What the task asks: Lay out the lines below, from the line with "Exercise. Find the white flower" to the line with "(1122, 664)", both included, as a Markdown table with a Number column that numbers each line and a Line column that holds the line itself. Leave out any blank lines.

[start of Data supplied]

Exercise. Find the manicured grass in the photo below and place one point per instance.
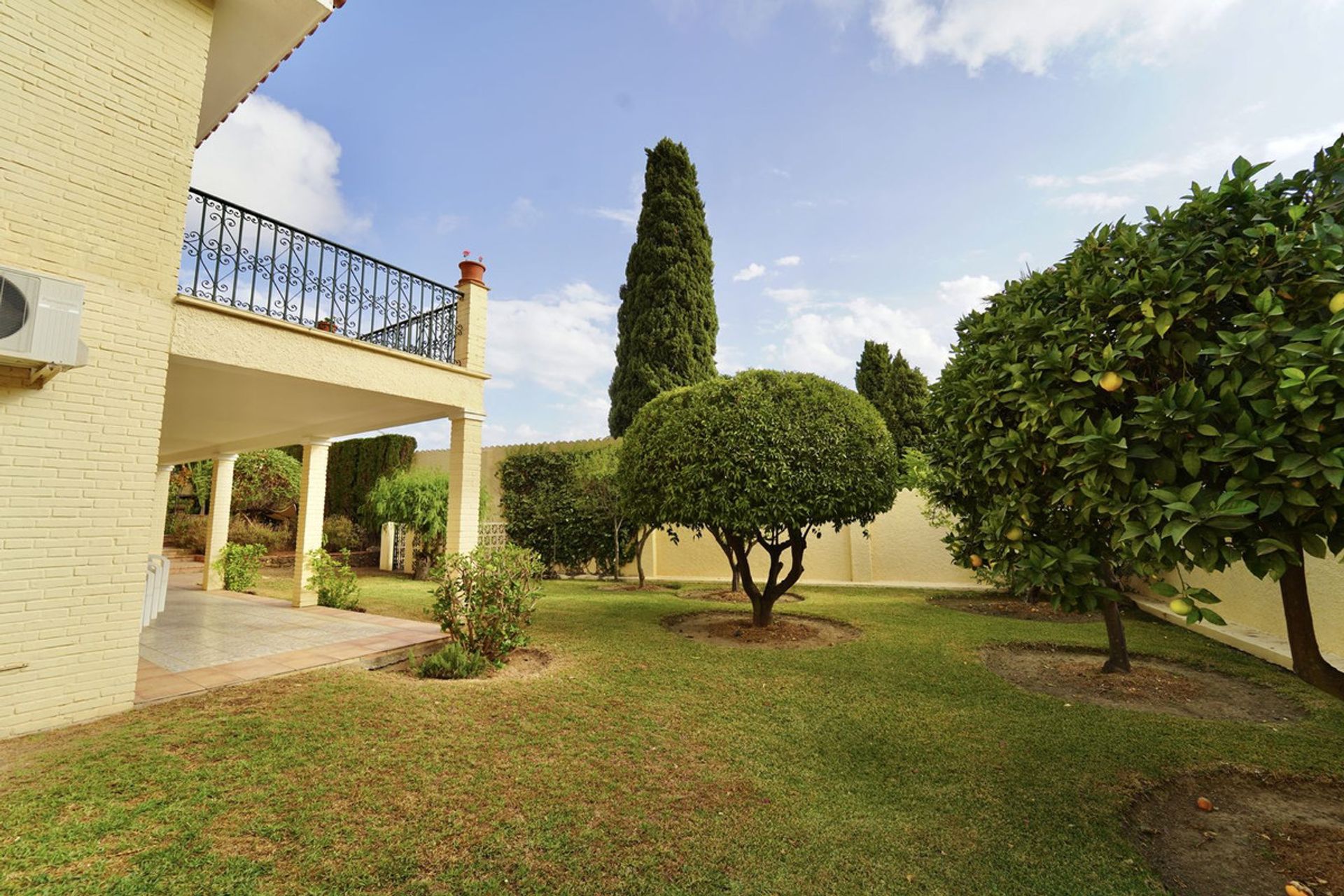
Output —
(641, 762)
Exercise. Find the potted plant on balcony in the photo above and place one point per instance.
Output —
(472, 270)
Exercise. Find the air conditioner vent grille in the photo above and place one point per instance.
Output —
(14, 308)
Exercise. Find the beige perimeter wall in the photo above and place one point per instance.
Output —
(904, 548)
(99, 108)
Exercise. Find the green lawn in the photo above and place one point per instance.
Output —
(640, 763)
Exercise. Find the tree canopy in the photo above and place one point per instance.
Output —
(667, 326)
(765, 457)
(1174, 391)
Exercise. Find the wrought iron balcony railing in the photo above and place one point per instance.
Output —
(244, 260)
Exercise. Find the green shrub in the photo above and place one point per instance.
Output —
(187, 531)
(342, 533)
(239, 564)
(449, 662)
(484, 599)
(335, 583)
(244, 530)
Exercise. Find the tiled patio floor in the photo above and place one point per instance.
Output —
(210, 640)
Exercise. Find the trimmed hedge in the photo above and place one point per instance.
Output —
(355, 465)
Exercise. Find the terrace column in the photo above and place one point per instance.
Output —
(464, 482)
(163, 480)
(470, 348)
(312, 503)
(217, 528)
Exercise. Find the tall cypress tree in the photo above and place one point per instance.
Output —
(667, 326)
(898, 391)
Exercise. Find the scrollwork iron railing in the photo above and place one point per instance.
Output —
(244, 260)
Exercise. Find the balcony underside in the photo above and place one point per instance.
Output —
(238, 382)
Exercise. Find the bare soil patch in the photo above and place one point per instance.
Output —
(1155, 685)
(1262, 833)
(524, 663)
(788, 630)
(1014, 609)
(724, 596)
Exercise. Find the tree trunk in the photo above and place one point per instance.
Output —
(762, 599)
(1119, 659)
(1308, 663)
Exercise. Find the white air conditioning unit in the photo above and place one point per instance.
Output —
(39, 323)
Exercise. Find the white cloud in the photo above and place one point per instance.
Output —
(269, 158)
(1028, 34)
(1303, 143)
(828, 340)
(523, 213)
(562, 342)
(750, 272)
(1094, 202)
(968, 293)
(626, 216)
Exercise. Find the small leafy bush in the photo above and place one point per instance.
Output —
(484, 599)
(244, 530)
(239, 564)
(451, 662)
(342, 533)
(187, 531)
(335, 583)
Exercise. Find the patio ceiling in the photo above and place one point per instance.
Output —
(238, 382)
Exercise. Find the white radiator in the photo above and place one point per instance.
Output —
(156, 587)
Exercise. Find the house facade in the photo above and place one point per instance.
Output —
(210, 330)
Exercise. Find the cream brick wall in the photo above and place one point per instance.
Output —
(99, 108)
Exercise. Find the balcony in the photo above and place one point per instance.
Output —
(245, 261)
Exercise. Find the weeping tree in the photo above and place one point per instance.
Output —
(1177, 388)
(667, 326)
(764, 457)
(419, 500)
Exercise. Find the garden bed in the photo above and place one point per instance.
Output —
(524, 663)
(1262, 833)
(1014, 609)
(724, 596)
(1154, 685)
(788, 630)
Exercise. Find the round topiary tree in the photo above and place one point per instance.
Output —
(764, 457)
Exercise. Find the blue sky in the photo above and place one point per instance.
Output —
(870, 167)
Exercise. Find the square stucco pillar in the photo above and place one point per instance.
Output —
(312, 501)
(464, 482)
(217, 528)
(162, 481)
(470, 349)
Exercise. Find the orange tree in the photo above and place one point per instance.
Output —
(1179, 390)
(764, 457)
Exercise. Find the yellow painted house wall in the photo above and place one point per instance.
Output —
(1257, 605)
(99, 112)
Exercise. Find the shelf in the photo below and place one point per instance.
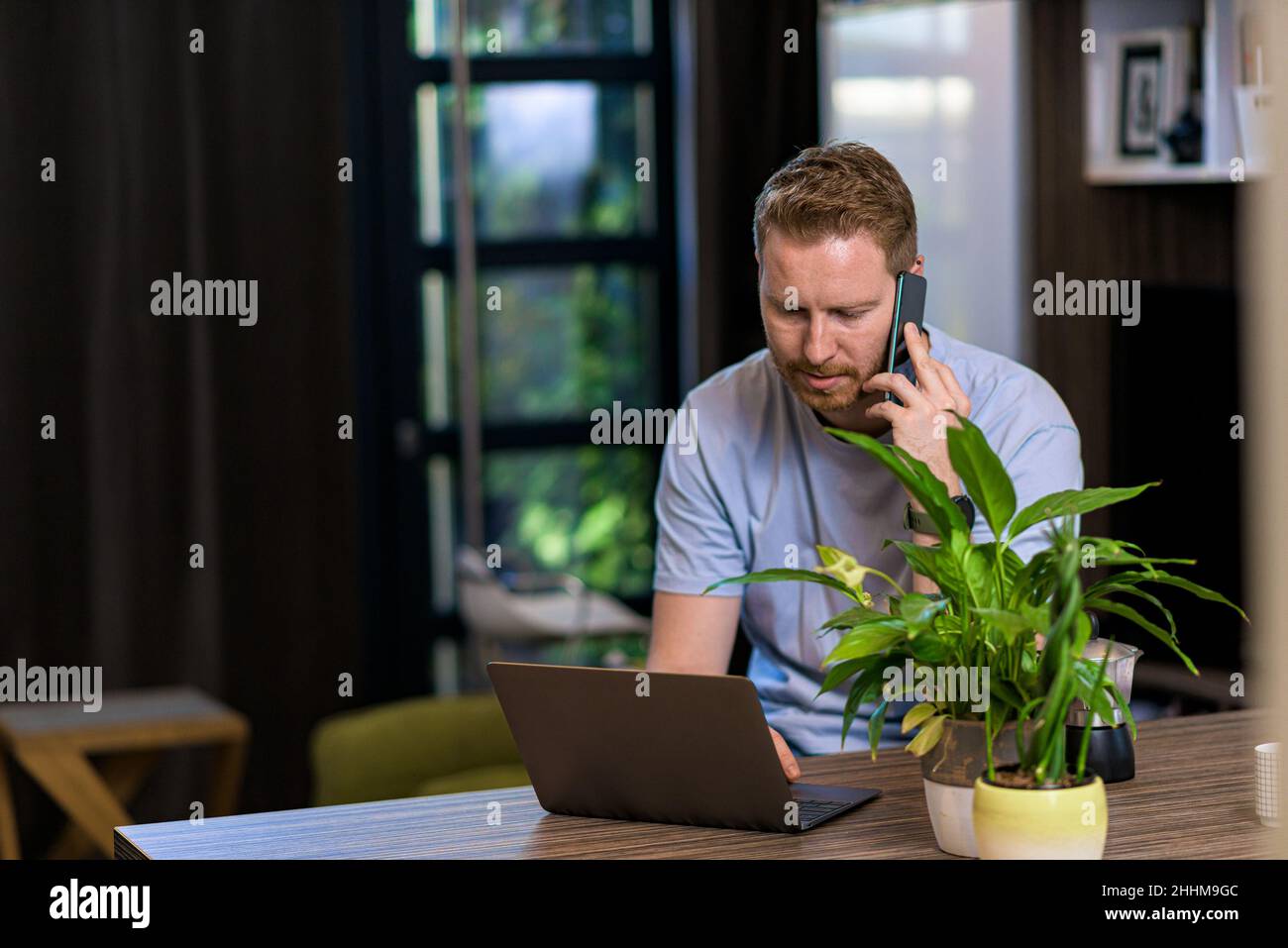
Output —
(1211, 53)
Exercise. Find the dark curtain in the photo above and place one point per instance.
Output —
(174, 430)
(756, 106)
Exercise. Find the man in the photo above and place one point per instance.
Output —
(765, 481)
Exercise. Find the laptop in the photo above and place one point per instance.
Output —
(662, 747)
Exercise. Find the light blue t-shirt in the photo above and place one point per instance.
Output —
(760, 478)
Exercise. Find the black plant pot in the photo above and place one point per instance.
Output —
(1111, 751)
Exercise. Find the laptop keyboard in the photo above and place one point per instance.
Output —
(814, 810)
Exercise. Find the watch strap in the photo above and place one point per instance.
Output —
(921, 522)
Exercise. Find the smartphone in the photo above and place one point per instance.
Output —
(910, 305)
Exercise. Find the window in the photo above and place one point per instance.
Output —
(575, 285)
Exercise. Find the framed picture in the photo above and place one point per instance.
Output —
(1141, 99)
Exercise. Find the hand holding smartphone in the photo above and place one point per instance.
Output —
(910, 305)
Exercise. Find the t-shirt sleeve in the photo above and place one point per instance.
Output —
(1047, 462)
(696, 541)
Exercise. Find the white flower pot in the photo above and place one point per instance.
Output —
(951, 814)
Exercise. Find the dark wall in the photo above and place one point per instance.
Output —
(172, 430)
(1151, 401)
(756, 106)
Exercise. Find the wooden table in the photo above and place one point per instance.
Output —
(1192, 797)
(53, 743)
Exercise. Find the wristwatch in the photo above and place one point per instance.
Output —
(921, 522)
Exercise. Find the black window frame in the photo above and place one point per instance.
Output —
(389, 261)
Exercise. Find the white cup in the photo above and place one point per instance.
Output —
(1267, 784)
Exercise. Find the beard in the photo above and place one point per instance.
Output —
(841, 397)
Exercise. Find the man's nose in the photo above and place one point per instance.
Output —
(819, 346)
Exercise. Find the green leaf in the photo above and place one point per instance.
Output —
(875, 724)
(1069, 504)
(1132, 616)
(979, 576)
(936, 565)
(787, 576)
(1012, 623)
(1180, 582)
(918, 609)
(910, 476)
(845, 569)
(838, 673)
(930, 648)
(851, 617)
(938, 491)
(867, 640)
(928, 736)
(915, 715)
(982, 472)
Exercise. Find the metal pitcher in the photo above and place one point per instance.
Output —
(1122, 664)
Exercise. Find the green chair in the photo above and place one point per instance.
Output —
(413, 747)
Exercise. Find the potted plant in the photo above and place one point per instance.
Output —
(988, 614)
(1042, 807)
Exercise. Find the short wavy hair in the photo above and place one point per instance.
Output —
(838, 189)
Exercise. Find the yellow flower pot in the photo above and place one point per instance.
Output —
(1057, 823)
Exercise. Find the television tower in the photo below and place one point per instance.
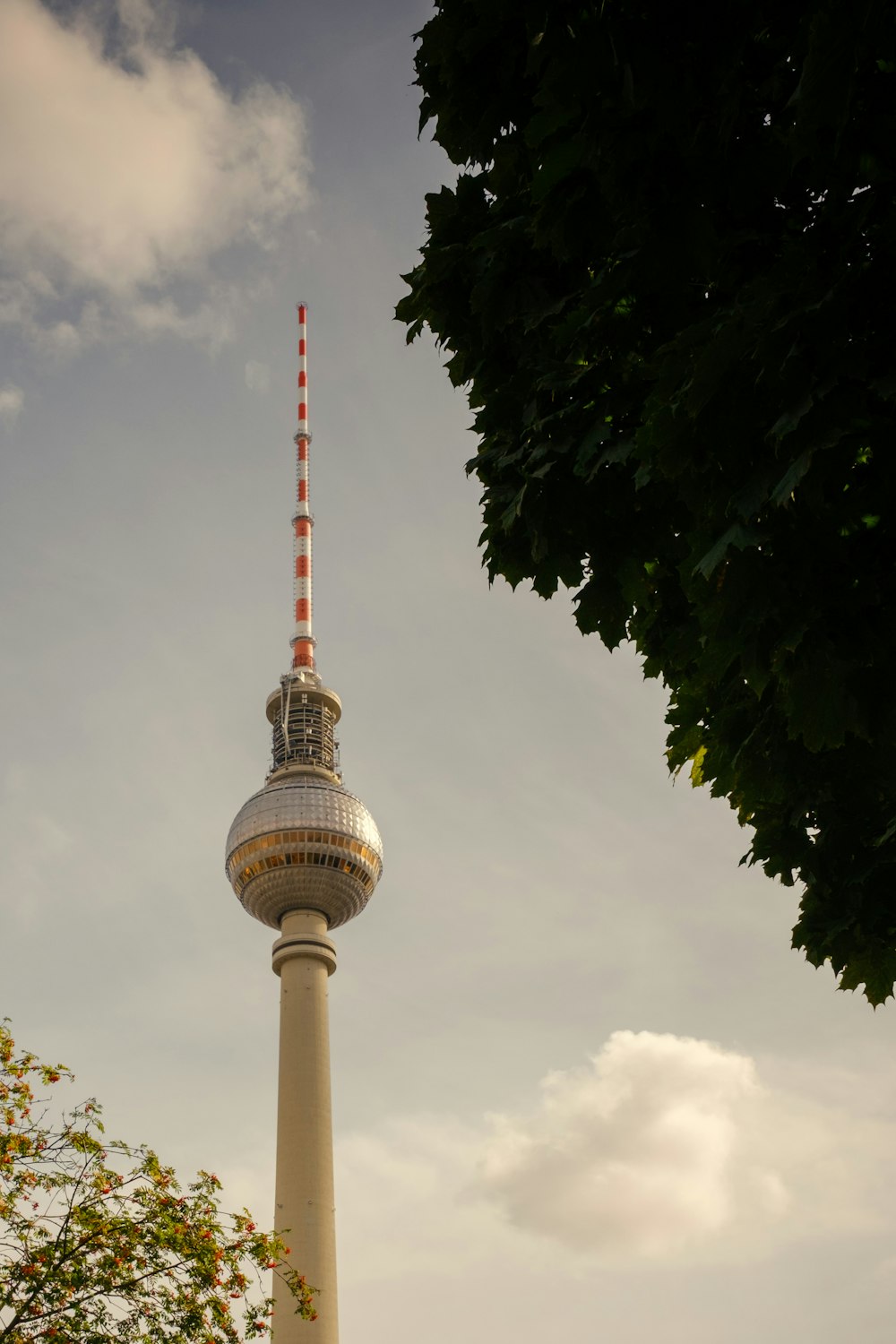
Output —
(304, 857)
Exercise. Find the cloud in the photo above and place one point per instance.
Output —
(257, 376)
(11, 402)
(662, 1150)
(125, 167)
(643, 1152)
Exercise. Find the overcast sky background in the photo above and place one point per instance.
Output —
(583, 1090)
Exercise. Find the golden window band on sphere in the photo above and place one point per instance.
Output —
(249, 859)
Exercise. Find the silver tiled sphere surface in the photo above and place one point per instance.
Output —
(303, 843)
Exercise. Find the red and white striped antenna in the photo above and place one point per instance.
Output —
(303, 640)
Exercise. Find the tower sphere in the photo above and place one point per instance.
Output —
(304, 843)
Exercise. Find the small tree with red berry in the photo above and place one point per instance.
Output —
(99, 1241)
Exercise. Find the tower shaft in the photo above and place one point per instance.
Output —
(304, 957)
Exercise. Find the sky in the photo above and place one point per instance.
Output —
(582, 1086)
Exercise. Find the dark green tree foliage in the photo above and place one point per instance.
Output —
(667, 274)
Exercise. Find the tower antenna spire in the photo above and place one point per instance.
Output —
(304, 857)
(303, 640)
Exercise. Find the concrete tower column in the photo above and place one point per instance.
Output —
(304, 957)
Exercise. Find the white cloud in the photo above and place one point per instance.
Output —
(257, 376)
(11, 402)
(124, 171)
(646, 1150)
(662, 1150)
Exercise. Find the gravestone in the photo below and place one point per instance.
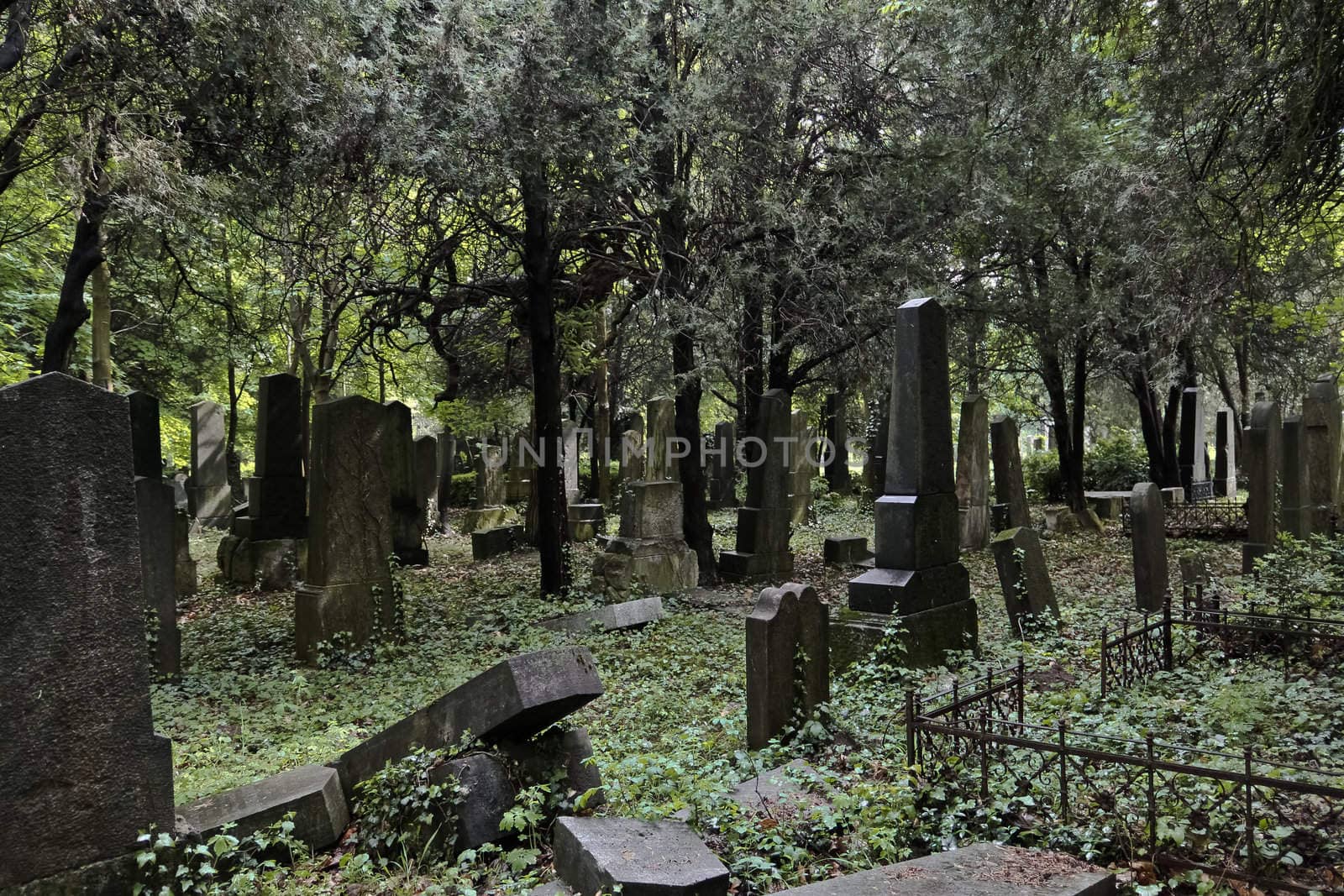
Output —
(974, 472)
(488, 511)
(266, 547)
(723, 473)
(1225, 456)
(763, 537)
(649, 551)
(427, 474)
(407, 510)
(208, 496)
(1010, 488)
(1321, 418)
(917, 574)
(788, 661)
(156, 516)
(837, 432)
(1193, 441)
(1296, 510)
(1148, 527)
(1261, 443)
(347, 591)
(82, 768)
(1025, 578)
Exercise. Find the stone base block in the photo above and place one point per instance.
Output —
(739, 566)
(355, 610)
(266, 566)
(312, 793)
(479, 519)
(656, 566)
(904, 591)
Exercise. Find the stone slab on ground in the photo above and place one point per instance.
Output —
(983, 869)
(611, 618)
(643, 857)
(312, 793)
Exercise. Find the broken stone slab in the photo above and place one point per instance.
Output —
(631, 614)
(981, 869)
(512, 699)
(312, 793)
(642, 857)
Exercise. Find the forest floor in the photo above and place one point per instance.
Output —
(669, 732)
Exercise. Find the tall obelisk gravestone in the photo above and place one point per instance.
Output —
(918, 575)
(84, 772)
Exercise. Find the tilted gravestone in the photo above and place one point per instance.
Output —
(208, 496)
(788, 661)
(347, 591)
(1225, 454)
(974, 472)
(918, 575)
(158, 524)
(764, 520)
(1025, 578)
(1261, 445)
(1148, 528)
(82, 768)
(266, 547)
(1294, 510)
(1321, 418)
(1010, 488)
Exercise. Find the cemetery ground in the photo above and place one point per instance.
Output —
(669, 732)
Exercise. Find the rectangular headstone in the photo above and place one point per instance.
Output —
(82, 768)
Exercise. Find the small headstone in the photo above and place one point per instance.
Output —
(788, 661)
(1148, 526)
(1025, 578)
(82, 768)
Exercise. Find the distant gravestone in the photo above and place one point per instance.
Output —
(347, 593)
(1225, 454)
(1296, 511)
(1263, 441)
(1148, 526)
(1010, 488)
(763, 537)
(208, 496)
(1025, 578)
(918, 575)
(82, 768)
(156, 517)
(788, 661)
(974, 472)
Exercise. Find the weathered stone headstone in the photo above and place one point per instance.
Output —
(763, 537)
(837, 432)
(651, 548)
(208, 496)
(918, 575)
(1010, 488)
(347, 591)
(266, 546)
(156, 515)
(788, 661)
(82, 768)
(1191, 441)
(1025, 578)
(1148, 526)
(1225, 457)
(1296, 512)
(723, 473)
(974, 472)
(1321, 418)
(1263, 441)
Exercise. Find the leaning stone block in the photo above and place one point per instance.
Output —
(642, 857)
(312, 793)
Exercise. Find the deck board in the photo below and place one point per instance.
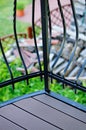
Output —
(62, 107)
(42, 112)
(7, 125)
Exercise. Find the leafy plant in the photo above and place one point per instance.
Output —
(20, 5)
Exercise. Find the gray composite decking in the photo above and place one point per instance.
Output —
(41, 112)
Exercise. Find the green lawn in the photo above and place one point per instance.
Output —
(6, 18)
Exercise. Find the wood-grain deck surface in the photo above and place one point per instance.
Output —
(41, 112)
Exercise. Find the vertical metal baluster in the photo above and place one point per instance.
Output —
(11, 75)
(50, 32)
(15, 34)
(80, 71)
(34, 34)
(64, 34)
(76, 40)
(44, 20)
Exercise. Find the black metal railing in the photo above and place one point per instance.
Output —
(47, 37)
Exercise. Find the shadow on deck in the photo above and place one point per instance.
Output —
(41, 112)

[end of Data supplied]

Worked answer:
| Number | Line |
|---|---|
| 1 | Exercise. Find the white flower pot in the photo above and place one point per instance. |
| 2 | Output — |
| 3 | (951, 814) |
| 4 | Exercise. Find the dark wall in the photo above and place one point per instance. |
| 5 | Output — |
| 6 | (172, 430) |
| 7 | (1151, 401) |
| 8 | (756, 106) |
| 9 | Exercise. Find the wooden table in the photo above and place one point per instance. |
| 10 | Output — |
| 11 | (1192, 797) |
| 12 | (53, 743) |
| 13 | Exercise. Find the wristwatch in the photo above and place one point per instance. |
| 14 | Output — |
| 15 | (921, 522) |
| 16 | Exercise. Find the black window frame in the photo above and place one point per instance. |
| 17 | Output — |
| 18 | (389, 261) |
| 19 | Exercise. Find the white cup in the photo above and place one point per instance. |
| 20 | Output — |
| 21 | (1267, 784) |
| 22 | Exercise. Find the beard in the photo above and place one point per instance. |
| 23 | Output — |
| 24 | (841, 397) |
| 25 | Exercise. Find the man's nose in the photo above and place one point per instance. |
| 26 | Output — |
| 27 | (819, 346) |
| 28 | Exercise. Find the green leaf in the photo above and place one point per instance. |
| 29 | Output — |
| 30 | (875, 724) |
| 31 | (1069, 504) |
| 32 | (1132, 616) |
| 33 | (979, 576) |
| 34 | (936, 565) |
| 35 | (787, 576) |
| 36 | (1012, 623) |
| 37 | (1180, 582) |
| 38 | (918, 609) |
| 39 | (910, 476) |
| 40 | (845, 569) |
| 41 | (838, 673) |
| 42 | (930, 648) |
| 43 | (851, 617) |
| 44 | (938, 491) |
| 45 | (867, 640) |
| 46 | (928, 736) |
| 47 | (915, 715) |
| 48 | (982, 472) |
| 49 | Exercise. Find the metal pitcher in the photo above and place one point per instance. |
| 50 | Output — |
| 51 | (1122, 664) |